▶ _What is needed_
Copy the lines below word for word, beginning with the line that contains "Point to every instance of the black" and continuing through the last line. Leave out the pictures.

▶ _Data records_
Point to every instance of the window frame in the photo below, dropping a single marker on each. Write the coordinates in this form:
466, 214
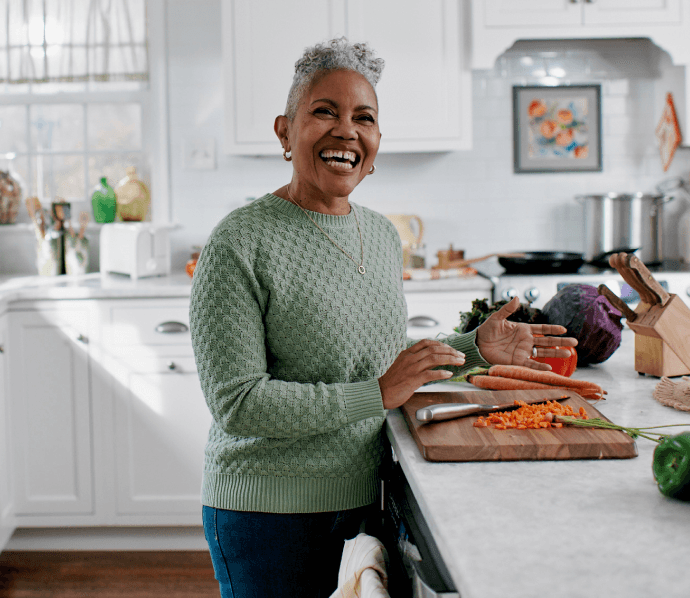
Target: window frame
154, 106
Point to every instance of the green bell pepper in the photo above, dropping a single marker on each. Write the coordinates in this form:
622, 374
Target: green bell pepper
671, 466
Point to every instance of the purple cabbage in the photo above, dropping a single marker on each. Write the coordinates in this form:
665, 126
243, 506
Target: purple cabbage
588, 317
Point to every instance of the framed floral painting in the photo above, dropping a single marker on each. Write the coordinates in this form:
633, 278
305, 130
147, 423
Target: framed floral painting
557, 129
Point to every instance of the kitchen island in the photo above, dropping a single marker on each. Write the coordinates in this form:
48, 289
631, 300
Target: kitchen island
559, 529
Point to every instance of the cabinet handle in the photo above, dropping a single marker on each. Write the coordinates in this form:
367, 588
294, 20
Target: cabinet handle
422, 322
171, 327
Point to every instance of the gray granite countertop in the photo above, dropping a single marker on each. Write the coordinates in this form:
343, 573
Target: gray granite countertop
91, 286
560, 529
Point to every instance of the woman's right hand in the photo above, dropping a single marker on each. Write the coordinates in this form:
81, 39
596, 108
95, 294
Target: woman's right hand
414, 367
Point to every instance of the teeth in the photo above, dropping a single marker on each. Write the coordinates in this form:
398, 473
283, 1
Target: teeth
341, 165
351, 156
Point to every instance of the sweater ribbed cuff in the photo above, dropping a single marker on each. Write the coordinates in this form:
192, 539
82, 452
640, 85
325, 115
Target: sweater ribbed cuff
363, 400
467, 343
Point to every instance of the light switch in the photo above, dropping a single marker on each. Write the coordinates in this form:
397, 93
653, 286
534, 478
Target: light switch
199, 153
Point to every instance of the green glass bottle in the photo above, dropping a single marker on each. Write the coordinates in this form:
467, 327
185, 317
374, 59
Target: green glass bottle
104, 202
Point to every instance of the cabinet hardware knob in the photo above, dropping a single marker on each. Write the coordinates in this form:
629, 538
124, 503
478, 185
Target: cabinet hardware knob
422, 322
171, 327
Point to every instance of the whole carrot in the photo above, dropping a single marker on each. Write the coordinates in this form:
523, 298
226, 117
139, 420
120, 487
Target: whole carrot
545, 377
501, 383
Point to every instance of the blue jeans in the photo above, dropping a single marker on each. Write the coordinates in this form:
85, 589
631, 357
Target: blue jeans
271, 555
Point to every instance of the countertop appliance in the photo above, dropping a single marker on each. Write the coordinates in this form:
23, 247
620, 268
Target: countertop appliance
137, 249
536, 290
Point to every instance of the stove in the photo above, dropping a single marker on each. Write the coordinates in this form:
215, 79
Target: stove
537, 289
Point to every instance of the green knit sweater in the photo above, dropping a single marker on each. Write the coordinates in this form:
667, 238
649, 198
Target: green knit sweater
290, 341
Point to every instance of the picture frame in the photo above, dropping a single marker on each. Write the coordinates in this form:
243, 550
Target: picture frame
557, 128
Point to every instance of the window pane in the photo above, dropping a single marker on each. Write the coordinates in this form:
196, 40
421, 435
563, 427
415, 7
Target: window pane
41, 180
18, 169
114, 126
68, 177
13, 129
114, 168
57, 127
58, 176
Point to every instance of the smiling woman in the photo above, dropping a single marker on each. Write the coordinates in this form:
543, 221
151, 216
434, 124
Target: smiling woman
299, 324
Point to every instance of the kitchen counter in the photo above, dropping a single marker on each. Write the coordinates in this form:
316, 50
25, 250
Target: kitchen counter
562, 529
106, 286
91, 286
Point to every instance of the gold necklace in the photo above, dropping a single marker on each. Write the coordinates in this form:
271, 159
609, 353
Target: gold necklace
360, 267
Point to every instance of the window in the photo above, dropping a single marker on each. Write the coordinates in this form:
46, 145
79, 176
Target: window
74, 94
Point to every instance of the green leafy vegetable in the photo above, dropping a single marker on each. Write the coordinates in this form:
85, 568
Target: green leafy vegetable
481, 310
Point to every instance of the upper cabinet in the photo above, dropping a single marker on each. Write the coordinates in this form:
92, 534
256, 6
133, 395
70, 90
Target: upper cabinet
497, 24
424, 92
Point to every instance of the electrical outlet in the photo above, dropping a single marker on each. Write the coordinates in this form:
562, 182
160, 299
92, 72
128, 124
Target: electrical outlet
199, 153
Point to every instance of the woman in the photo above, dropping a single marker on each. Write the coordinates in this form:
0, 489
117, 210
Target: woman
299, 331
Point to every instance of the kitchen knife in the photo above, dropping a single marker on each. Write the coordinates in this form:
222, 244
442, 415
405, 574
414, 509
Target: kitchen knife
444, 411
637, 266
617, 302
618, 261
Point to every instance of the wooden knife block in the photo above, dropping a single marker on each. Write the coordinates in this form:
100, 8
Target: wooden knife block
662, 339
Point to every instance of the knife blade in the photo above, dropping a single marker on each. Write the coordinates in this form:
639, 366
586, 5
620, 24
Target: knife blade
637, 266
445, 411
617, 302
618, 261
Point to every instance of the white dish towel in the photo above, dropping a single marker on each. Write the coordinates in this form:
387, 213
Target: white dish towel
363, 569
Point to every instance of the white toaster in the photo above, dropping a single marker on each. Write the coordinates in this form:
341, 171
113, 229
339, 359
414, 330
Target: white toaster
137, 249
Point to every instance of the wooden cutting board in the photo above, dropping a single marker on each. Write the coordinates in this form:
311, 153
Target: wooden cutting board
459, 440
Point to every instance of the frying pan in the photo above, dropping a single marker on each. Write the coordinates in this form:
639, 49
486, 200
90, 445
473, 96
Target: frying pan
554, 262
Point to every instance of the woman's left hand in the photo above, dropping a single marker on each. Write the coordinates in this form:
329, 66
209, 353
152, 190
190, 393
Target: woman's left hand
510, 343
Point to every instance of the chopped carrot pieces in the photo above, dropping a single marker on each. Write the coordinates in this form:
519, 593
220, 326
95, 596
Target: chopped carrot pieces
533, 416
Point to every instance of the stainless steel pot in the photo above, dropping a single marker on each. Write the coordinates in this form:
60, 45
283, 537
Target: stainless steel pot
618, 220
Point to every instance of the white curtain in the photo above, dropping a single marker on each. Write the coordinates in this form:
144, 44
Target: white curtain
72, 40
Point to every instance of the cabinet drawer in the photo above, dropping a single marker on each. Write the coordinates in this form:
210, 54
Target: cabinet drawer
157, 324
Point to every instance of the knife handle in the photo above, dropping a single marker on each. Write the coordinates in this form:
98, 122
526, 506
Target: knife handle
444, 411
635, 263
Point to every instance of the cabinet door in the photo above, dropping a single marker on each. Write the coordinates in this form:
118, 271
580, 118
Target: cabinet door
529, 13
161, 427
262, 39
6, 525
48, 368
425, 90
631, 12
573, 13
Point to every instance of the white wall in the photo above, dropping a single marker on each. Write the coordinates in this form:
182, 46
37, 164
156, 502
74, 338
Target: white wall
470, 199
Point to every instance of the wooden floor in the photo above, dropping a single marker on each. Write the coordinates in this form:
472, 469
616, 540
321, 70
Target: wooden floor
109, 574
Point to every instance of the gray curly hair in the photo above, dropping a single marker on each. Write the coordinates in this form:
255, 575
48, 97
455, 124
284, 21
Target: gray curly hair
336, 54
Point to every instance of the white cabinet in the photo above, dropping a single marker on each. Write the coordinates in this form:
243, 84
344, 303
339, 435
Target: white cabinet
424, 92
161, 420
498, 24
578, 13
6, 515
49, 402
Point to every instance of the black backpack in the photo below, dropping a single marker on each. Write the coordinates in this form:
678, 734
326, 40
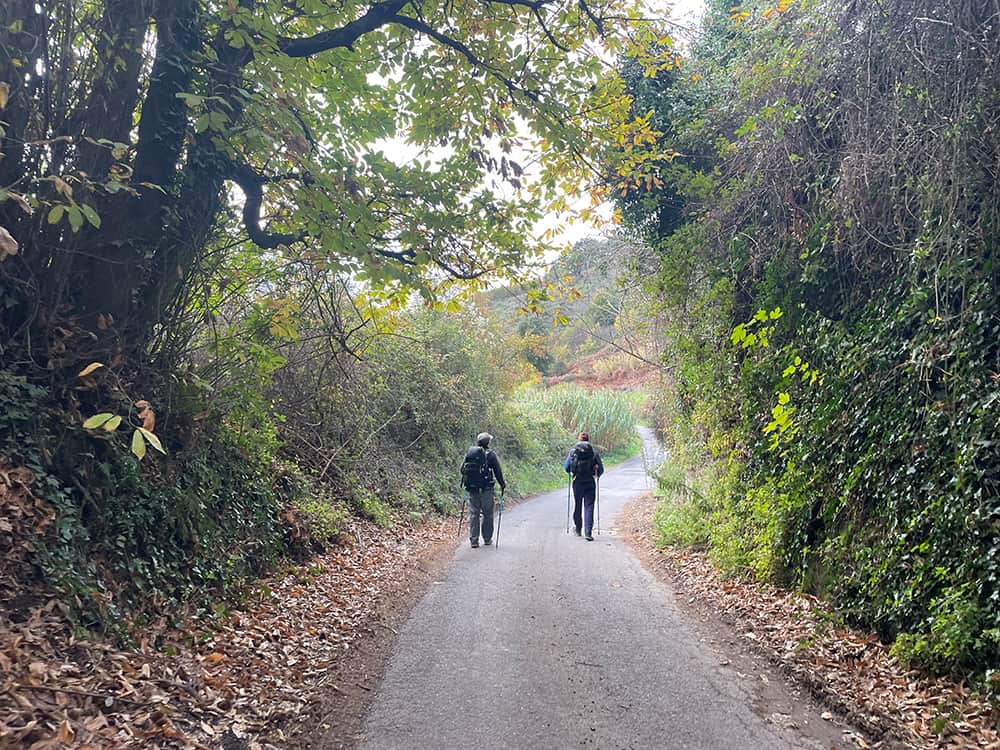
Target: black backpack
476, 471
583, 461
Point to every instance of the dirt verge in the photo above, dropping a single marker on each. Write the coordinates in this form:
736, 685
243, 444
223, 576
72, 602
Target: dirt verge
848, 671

▶ _Written solution_
Point to every instance of the black backpack in the photo below, dropping a single marker on each. Write the coordinates in this form:
678, 734
326, 40
Target: black backpack
476, 471
583, 461
Point to every instance of the dirt verge in the photo above, dropping a single marker on each. Write the coordinates in this form:
736, 685
243, 444
223, 576
72, 602
Target: dirt verge
848, 671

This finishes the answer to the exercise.